- Instructions to follow -
Update everything from the line containing "of the building" down to the end of the records, changing "pixel coordinates" to "image coordinates" and leaving all else the same.
:::
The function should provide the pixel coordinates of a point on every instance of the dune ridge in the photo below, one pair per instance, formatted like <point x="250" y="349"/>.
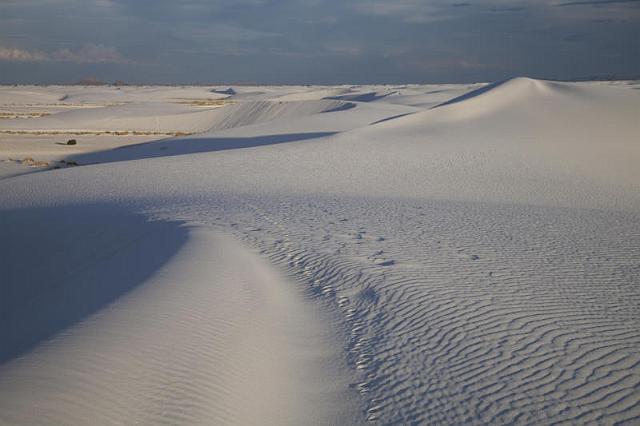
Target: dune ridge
<point x="391" y="262"/>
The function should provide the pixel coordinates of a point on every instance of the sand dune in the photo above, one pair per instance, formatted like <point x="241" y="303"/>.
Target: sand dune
<point x="406" y="255"/>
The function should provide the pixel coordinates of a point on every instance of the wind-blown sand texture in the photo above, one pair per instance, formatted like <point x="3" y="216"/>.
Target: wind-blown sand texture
<point x="438" y="254"/>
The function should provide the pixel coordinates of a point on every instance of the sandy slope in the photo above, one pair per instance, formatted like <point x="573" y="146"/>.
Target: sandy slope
<point x="471" y="259"/>
<point x="213" y="337"/>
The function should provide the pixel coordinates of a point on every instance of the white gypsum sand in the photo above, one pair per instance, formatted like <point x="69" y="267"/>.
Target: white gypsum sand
<point x="455" y="254"/>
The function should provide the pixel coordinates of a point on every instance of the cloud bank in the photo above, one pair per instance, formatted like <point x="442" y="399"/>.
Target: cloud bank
<point x="317" y="41"/>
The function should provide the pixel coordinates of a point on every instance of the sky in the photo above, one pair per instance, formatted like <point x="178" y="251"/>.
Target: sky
<point x="316" y="41"/>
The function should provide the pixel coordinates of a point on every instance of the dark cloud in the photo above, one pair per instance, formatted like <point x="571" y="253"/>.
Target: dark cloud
<point x="596" y="2"/>
<point x="315" y="41"/>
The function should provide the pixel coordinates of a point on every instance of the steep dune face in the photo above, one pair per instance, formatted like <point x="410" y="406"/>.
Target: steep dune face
<point x="247" y="113"/>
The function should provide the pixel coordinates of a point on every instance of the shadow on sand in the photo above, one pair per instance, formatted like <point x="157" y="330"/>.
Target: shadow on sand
<point x="60" y="265"/>
<point x="189" y="145"/>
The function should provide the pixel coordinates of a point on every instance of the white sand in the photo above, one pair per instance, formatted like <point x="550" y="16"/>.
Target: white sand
<point x="330" y="255"/>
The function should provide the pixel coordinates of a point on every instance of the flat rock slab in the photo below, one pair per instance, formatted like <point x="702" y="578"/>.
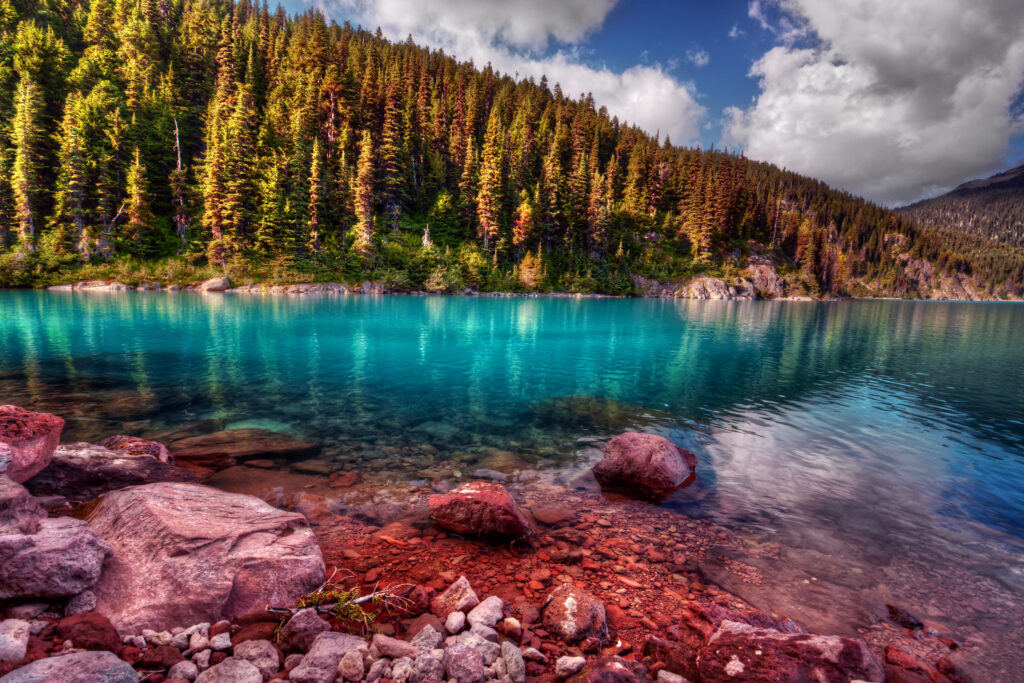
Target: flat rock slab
<point x="224" y="449"/>
<point x="186" y="553"/>
<point x="103" y="667"/>
<point x="81" y="472"/>
<point x="479" y="508"/>
<point x="27" y="441"/>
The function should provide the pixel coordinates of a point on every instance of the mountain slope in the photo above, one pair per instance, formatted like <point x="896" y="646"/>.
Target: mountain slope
<point x="991" y="208"/>
<point x="185" y="137"/>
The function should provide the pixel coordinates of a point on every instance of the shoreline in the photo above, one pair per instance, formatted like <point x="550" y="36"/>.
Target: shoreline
<point x="368" y="288"/>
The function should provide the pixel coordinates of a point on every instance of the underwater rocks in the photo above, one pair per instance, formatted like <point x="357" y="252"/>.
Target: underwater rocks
<point x="647" y="463"/>
<point x="742" y="652"/>
<point x="210" y="453"/>
<point x="81" y="472"/>
<point x="27" y="441"/>
<point x="573" y="614"/>
<point x="186" y="553"/>
<point x="479" y="508"/>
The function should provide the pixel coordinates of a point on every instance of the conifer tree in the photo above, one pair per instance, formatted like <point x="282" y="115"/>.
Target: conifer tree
<point x="365" y="195"/>
<point x="26" y="134"/>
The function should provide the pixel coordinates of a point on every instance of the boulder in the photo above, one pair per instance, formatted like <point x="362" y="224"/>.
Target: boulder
<point x="302" y="629"/>
<point x="13" y="639"/>
<point x="62" y="558"/>
<point x="224" y="449"/>
<point x="572" y="614"/>
<point x="185" y="553"/>
<point x="139" y="446"/>
<point x="19" y="512"/>
<point x="230" y="670"/>
<point x="479" y="508"/>
<point x="742" y="652"/>
<point x="611" y="670"/>
<point x="214" y="285"/>
<point x="458" y="598"/>
<point x="82" y="471"/>
<point x="89" y="632"/>
<point x="321" y="664"/>
<point x="645" y="463"/>
<point x="99" y="666"/>
<point x="27" y="441"/>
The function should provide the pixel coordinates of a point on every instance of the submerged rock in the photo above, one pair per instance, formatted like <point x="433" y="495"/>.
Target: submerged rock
<point x="186" y="553"/>
<point x="225" y="449"/>
<point x="81" y="472"/>
<point x="742" y="652"/>
<point x="479" y="508"/>
<point x="573" y="614"/>
<point x="98" y="666"/>
<point x="27" y="441"/>
<point x="647" y="463"/>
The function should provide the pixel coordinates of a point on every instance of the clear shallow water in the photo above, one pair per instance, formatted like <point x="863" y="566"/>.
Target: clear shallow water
<point x="880" y="443"/>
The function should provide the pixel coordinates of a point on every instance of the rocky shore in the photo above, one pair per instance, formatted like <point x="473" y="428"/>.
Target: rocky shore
<point x="118" y="564"/>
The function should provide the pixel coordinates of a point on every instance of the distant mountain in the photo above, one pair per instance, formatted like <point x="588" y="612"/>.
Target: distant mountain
<point x="991" y="208"/>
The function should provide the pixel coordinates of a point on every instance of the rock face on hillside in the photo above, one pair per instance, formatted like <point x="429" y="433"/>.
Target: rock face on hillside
<point x="646" y="463"/>
<point x="185" y="553"/>
<point x="27" y="441"/>
<point x="81" y="472"/>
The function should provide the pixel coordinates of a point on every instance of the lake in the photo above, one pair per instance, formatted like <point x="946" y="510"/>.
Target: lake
<point x="871" y="452"/>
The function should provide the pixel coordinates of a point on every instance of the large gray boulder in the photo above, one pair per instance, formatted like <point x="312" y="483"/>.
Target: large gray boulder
<point x="84" y="667"/>
<point x="81" y="472"/>
<point x="19" y="512"/>
<point x="27" y="441"/>
<point x="61" y="558"/>
<point x="185" y="553"/>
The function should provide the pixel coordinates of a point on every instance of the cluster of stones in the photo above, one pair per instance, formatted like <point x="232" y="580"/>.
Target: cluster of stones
<point x="171" y="580"/>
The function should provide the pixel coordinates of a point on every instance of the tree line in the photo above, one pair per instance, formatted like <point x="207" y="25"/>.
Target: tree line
<point x="223" y="133"/>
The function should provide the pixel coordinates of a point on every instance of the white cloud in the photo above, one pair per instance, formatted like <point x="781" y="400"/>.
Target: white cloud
<point x="515" y="36"/>
<point x="896" y="101"/>
<point x="698" y="58"/>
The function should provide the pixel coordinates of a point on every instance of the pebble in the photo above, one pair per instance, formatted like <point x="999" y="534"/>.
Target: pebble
<point x="565" y="667"/>
<point x="455" y="623"/>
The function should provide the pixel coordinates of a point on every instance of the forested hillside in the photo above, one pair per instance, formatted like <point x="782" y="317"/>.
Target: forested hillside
<point x="175" y="138"/>
<point x="991" y="208"/>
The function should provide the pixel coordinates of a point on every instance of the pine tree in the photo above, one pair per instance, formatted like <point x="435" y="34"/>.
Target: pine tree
<point x="139" y="226"/>
<point x="26" y="134"/>
<point x="365" y="195"/>
<point x="315" y="198"/>
<point x="489" y="199"/>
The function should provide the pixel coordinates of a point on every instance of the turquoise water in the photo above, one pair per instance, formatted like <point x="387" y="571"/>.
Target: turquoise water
<point x="859" y="433"/>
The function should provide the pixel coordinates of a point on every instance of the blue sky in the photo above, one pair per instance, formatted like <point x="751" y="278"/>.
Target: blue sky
<point x="893" y="101"/>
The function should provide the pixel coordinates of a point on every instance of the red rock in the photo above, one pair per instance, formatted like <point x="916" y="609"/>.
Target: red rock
<point x="742" y="652"/>
<point x="27" y="441"/>
<point x="479" y="508"/>
<point x="137" y="446"/>
<point x="611" y="670"/>
<point x="90" y="631"/>
<point x="573" y="614"/>
<point x="675" y="656"/>
<point x="161" y="656"/>
<point x="186" y="553"/>
<point x="553" y="515"/>
<point x="646" y="463"/>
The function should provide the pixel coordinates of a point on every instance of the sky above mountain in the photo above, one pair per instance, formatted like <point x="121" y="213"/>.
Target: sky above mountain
<point x="891" y="100"/>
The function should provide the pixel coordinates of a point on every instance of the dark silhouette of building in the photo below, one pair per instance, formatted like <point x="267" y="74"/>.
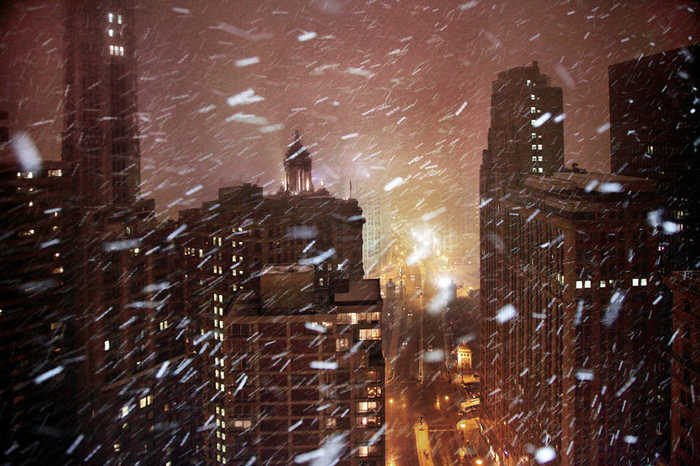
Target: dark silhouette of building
<point x="685" y="409"/>
<point x="297" y="167"/>
<point x="569" y="308"/>
<point x="569" y="287"/>
<point x="100" y="127"/>
<point x="654" y="127"/>
<point x="38" y="217"/>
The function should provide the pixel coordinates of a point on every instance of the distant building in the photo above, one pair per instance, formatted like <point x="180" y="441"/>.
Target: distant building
<point x="685" y="407"/>
<point x="569" y="289"/>
<point x="654" y="126"/>
<point x="293" y="375"/>
<point x="38" y="219"/>
<point x="526" y="134"/>
<point x="464" y="358"/>
<point x="375" y="233"/>
<point x="100" y="128"/>
<point x="286" y="254"/>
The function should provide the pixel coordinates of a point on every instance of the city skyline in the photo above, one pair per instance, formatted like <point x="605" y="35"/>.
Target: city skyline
<point x="167" y="297"/>
<point x="189" y="88"/>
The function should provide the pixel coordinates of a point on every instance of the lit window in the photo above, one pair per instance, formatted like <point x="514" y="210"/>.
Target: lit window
<point x="242" y="424"/>
<point x="370" y="334"/>
<point x="365" y="406"/>
<point x="342" y="344"/>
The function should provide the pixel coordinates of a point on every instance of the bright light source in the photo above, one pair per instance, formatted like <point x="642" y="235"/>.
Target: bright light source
<point x="444" y="282"/>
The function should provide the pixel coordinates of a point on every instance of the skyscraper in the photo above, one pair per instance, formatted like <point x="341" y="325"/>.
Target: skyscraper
<point x="569" y="306"/>
<point x="654" y="127"/>
<point x="233" y="249"/>
<point x="100" y="127"/>
<point x="526" y="134"/>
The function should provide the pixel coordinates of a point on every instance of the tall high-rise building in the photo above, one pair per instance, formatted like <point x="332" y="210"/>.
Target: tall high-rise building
<point x="685" y="407"/>
<point x="654" y="127"/>
<point x="570" y="298"/>
<point x="231" y="247"/>
<point x="292" y="376"/>
<point x="100" y="127"/>
<point x="297" y="167"/>
<point x="38" y="221"/>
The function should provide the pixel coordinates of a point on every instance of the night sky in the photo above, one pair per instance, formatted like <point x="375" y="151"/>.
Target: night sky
<point x="372" y="85"/>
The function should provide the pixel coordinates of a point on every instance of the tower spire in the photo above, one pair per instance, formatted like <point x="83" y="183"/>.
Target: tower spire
<point x="297" y="167"/>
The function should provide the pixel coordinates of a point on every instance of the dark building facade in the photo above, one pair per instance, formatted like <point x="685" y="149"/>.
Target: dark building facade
<point x="654" y="126"/>
<point x="570" y="302"/>
<point x="526" y="134"/>
<point x="685" y="407"/>
<point x="38" y="216"/>
<point x="232" y="250"/>
<point x="100" y="127"/>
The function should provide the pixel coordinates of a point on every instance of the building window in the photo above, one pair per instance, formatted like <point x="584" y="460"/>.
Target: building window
<point x="366" y="406"/>
<point x="242" y="423"/>
<point x="370" y="334"/>
<point x="342" y="344"/>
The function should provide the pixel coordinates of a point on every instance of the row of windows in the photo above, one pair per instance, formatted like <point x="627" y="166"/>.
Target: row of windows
<point x="581" y="284"/>
<point x="116" y="50"/>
:::
- Solved problem -
The function should provide the image coordinates of a point on every instance of the building window in the photo above, one pair per instance, formatted like <point x="584" y="460"/>.
Target: building window
<point x="366" y="406"/>
<point x="242" y="423"/>
<point x="370" y="334"/>
<point x="342" y="344"/>
The function should provide the image coordinates of a point on every instance of the row of windows in the photo above, one pair per instance, formatted like <point x="627" y="166"/>.
Target: row of windows
<point x="581" y="284"/>
<point x="116" y="50"/>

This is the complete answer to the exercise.